__Activities__.
[a] Copy word for word the part of the Center for Faith & Work passage from "One of the ministries" to "in Fall 2011.".
[b] Write the next part of the Center for Faith & Work passage, picking up after its last sentence.

(Exercise text Opens)

One of the ministries of Redeemer PCA in NYC is the Center for Faith and Work:
Redeemer’s Center for Faith & Work (CFW) is the cultural renewal arm of the Redeemer movement, founded to equip, connect, and mobilize our church community in their professional and industry spheres toward gospel-centered transformation for the common good.
This year, CFW is having a series of lectures on Gospel and Culture:
A series to prepare our community for effective engagement with the culture of NYC, and part of Redeemer’s Gospel in the World focus for the 2010-2011 year. The lectures will be held one Sunday afternoon per month at Hunter College, and will culminate in our first weekend-long Faith & Work conference in Fall 2011.
The lecturers who have been selected to be part of this series have all become thought-leaders through their writing, teaching, and work in the world focused on this area of gospel & culture engagement.Each month features a renowned speaker who will help us understand:
- Why our work matters, in light of the gospel,
- Why theology is critical to our work,
- Why community is necessary for keeping our vision and perspective, and
- How the motivations of our heart affect our service.
Our hope is that through these events the church will be awakened to the critical role of work in redemption, broadening our understanding of the gospel beyond the walls of the church.
This month, James K.A. Smith will be speaking on, “Culture as Liturgy.” One of his articles, “Redemption,” is featured in the most recent CFW Ministry Update newsletter. Here is an excerpt from the article. It seems to me that he says: we are co-redeemers, rotating crops is a good example of redemptive work, and that redemptive work is not just done by Christians:
In an equally scandalous way, we are now commissioned as co-redeemers. Redemption is the re-orientation and re-direction of our culture-making capacities. It is we who have invented the twisted cultural systems that deface and despoil this good world; restoring creation to its lush plenitude and fecundity will not happen by divine fiat or magic—it will require the hard, patient, Spirit-inspired work of building wellordered systems, creation-caring institutions and life-giving habits. While not quite a matter of “save the cheerleader, save the world,” the scandalous economy of redemption does seem to suggest, “save humanity, save the world.”

(Exercise text Closes)
(Source information Opens)

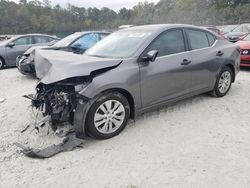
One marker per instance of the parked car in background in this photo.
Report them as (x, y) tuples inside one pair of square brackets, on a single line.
[(16, 46), (238, 32), (78, 43), (227, 28), (130, 72), (244, 44)]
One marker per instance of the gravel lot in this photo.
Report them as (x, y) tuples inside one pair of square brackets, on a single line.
[(199, 142)]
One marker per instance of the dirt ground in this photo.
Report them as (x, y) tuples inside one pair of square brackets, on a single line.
[(199, 142)]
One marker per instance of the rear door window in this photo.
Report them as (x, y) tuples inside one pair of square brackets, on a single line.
[(169, 42), (198, 39), (211, 39), (23, 41), (41, 39)]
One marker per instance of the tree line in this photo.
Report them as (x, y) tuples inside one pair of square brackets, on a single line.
[(40, 16)]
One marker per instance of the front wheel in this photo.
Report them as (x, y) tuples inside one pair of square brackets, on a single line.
[(223, 83), (108, 116)]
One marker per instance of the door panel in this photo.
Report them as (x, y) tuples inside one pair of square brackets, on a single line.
[(165, 79), (169, 76), (202, 55)]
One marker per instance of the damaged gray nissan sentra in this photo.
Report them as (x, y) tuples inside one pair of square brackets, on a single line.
[(129, 72)]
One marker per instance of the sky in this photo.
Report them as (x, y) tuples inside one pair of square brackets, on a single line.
[(113, 4)]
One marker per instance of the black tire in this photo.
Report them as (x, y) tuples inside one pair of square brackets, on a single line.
[(217, 91), (2, 64), (92, 130)]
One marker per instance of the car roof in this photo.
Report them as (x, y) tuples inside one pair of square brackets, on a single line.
[(36, 34), (86, 32), (160, 27)]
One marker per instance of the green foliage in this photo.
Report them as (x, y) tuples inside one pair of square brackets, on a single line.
[(40, 16)]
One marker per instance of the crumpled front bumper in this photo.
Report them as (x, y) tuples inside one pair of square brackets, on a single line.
[(73, 112)]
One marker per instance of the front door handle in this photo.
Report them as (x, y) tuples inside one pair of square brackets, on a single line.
[(186, 62), (220, 53)]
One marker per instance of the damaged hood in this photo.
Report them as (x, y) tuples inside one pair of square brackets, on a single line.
[(54, 66)]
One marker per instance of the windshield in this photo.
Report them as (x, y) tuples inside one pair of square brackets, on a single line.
[(247, 38), (229, 28), (121, 44), (67, 40)]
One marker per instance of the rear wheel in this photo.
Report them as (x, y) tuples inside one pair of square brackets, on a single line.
[(1, 63), (223, 83), (108, 116)]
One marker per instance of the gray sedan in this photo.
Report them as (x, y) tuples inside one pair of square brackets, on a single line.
[(130, 72), (16, 46)]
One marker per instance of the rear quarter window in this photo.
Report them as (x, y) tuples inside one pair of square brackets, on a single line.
[(198, 39), (211, 39)]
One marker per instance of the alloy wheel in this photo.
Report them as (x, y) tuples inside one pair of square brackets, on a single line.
[(109, 116), (224, 82)]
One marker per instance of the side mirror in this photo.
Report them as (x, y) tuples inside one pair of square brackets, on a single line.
[(11, 44), (150, 56)]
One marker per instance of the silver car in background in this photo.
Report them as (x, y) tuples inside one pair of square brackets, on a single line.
[(16, 46), (130, 72)]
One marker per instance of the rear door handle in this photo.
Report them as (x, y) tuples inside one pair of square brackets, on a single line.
[(220, 53), (186, 62)]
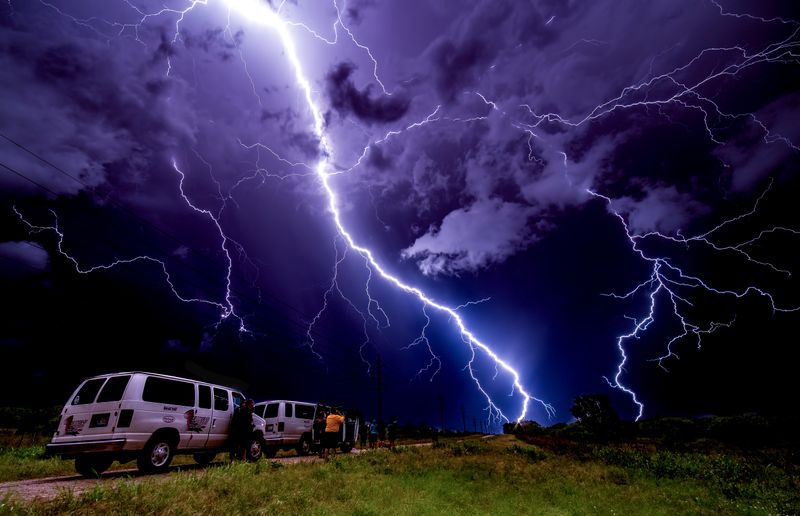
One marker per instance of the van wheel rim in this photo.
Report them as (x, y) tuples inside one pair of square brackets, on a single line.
[(160, 454)]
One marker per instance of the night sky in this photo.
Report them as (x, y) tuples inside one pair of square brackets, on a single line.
[(560, 174)]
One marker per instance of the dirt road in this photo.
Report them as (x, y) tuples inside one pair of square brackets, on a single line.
[(49, 488)]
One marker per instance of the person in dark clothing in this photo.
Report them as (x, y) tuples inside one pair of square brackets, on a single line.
[(391, 431), (319, 427), (241, 430), (363, 433)]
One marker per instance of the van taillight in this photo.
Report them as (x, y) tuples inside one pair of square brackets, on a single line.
[(125, 417)]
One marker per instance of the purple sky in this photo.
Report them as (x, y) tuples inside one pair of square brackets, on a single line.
[(534, 156)]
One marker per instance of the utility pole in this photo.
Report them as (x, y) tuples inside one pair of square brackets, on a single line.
[(379, 389)]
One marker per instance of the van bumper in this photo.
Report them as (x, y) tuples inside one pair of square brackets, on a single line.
[(76, 448)]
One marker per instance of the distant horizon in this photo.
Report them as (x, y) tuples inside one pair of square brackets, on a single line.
[(494, 208)]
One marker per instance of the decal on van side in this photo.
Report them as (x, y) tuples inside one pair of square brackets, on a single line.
[(195, 423)]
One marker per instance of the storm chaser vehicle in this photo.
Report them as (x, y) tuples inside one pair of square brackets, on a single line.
[(290, 425), (150, 418)]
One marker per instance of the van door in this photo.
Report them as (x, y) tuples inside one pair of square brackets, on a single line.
[(302, 421), (221, 418), (271, 419), (200, 420), (94, 410), (168, 402)]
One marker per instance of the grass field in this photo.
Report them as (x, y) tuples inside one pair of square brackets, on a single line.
[(498, 475)]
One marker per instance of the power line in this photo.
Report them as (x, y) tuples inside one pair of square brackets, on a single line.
[(169, 256)]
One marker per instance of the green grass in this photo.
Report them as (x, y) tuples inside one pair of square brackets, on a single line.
[(491, 476)]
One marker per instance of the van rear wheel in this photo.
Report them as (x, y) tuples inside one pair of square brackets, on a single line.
[(156, 455), (255, 449), (304, 448), (92, 465), (204, 458)]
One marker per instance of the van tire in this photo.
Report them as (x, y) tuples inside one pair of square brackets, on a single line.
[(92, 465), (255, 449), (157, 454), (304, 448), (204, 458)]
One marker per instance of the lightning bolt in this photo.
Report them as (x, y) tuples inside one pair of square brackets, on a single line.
[(326, 170), (675, 89)]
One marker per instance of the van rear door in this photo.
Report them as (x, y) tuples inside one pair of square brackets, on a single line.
[(221, 418), (301, 422), (94, 409), (200, 420)]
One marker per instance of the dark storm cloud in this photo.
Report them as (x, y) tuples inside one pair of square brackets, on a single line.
[(22, 257), (345, 98), (354, 13), (86, 106), (460, 58)]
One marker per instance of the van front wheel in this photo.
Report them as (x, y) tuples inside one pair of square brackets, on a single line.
[(156, 455), (92, 465)]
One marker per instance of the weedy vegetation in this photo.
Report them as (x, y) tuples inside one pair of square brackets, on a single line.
[(473, 475)]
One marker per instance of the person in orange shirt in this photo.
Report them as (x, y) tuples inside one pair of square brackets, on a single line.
[(333, 423)]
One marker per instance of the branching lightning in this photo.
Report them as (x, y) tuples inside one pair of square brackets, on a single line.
[(261, 13), (325, 169), (681, 89)]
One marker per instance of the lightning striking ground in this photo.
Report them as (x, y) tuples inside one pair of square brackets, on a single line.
[(325, 169), (667, 288)]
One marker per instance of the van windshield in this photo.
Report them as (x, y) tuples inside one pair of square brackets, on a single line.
[(88, 391), (114, 388)]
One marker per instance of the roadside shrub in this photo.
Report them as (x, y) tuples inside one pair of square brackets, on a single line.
[(529, 453)]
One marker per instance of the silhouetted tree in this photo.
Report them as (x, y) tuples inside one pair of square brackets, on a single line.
[(595, 412)]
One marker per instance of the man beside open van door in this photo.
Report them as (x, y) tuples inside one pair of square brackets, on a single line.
[(333, 424)]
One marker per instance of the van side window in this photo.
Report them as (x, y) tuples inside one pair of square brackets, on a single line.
[(204, 392), (88, 391), (304, 411), (238, 399), (169, 392), (114, 388), (220, 399)]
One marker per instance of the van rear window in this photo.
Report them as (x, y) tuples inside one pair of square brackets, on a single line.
[(304, 411), (220, 399), (88, 391), (114, 388), (169, 392), (271, 410)]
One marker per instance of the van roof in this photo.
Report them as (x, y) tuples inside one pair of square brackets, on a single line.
[(287, 401), (160, 375)]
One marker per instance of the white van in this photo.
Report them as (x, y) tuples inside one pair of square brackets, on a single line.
[(149, 417), (290, 425)]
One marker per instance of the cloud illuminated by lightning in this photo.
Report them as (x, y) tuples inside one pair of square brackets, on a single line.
[(258, 12)]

(Source information Closes)

__Numbered answers__.
[a]
One of the ministries of Redeemer PCA in NYC is the Center for Faith and Work:
Redeemer’s Center for Faith & Work (CFW) is the cultural renewal arm of the Redeemer movement, founded to equip, connect, and mobilize our church community in their professional and industry spheres toward gospel-centered transformation for the common good.
This year, CFW is having a series of lectures on Gospel and Culture:
A series to prepare our community for effective engagement with the culture of NYC, and part of Redeemer’s Gospel in the World focus for the 2010-2011 year. The lectures will be held one Sunday afternoon per month at Hunter College, and will culminate in our first weekend-long Faith & Work conference in Fall 2011.

[b]
I can think of no better picture of this than the sort of health-giving practices that Wendell Berry notices and celebrates in his recent collection, Bringing It To The Table: On Farming and Food. Consider, for example, his praise of Amish farmers in northeastern Indiana who are “working to restore farmed-out soils.” That is a compact rendition of our redemptive calling. Systems, institutions and practices have grown up that fail to care for the soil (and the animals who live from it); they leech it and steal from it without restoring it. The error—yea, sin—of such ill-gotten gain will show itself soon enough because such systems and practices run against the grain of the universe. Creation itself tells us what we’re doing wrong. Redemption, in this case, is tangible and concrete: it is rotating crops, spreading manure and being attuned to what the soil is telling us. Working to restore farmed-out soil is situated within a way of life—indeed, it is a way of life.
Thanks be to God, such redeeming, health-giving, cultural labour is not the special province of Christians. While the church is that people who have been regenerated and empowered by the Spirit to do the good work of culture-making, foretastes of the coming kingdom are not confined to the church. The Spirit is profligate in spreading seeds of hope. So we gobble up foretastes of the kingdom wherever we can find them. The creating, redeeming God of Scripture takes delight in Jewish literature that taps the deep recesses of language’s potential, in Muslim commerce that runs with the grain of the universe, and in the well-ordered marriages of agnostics and atheists. We, too, can follow God’s lead and celebrate the same.
This just seems odd to me. Does it strike you as odd? What do you think?
Dr. Craig Troxel writes in the recently issued Confident of Better Things,
With regard to the world as the created suborder, the Bible does not speak of it as something that is in the process of being redeemed. For example, Romans 8:21 states that “the creation itself will be set free from its bondage”. But the context of Romans 8 teaches that the liberation of the created order will take place along with the revealing (“apocalypse”) of the sons of God, that is, at their glorification (vv. 19, 23). This renewal of creation will happen when it undergoes a purging by fire, and when the new heavens and the new earth are ushered in at the close of this age (2 Pet. 3:12, 13). This will take place, not in a process, but on the “day of the Lord” (2 Pet. 3:10). Secondly, this will take place, not through human efforts to preserve or “save the planet,” but by the mighty hand of God, with fire, just as he once deluged the creation with water (2 Pet. 3:6, 7). How are we to understand a form of redemption that bypasses the cross and is accomplished by and through our good works? Typically we associate the vocabulary of atonement, repentance, faith, and forgiveness with redemption, but how do we construe the church as a “co-redeemer?” We must be careful of rhetorical excess and consider the query oof our forefather, B.B. Warfield, who asked in wonder whether we really think that we can understand “redemption” and “Redeemer” to refer to whatever benefit we happen to think it means–no matter how loose or superfluous that meaning is.”
pages 354-55.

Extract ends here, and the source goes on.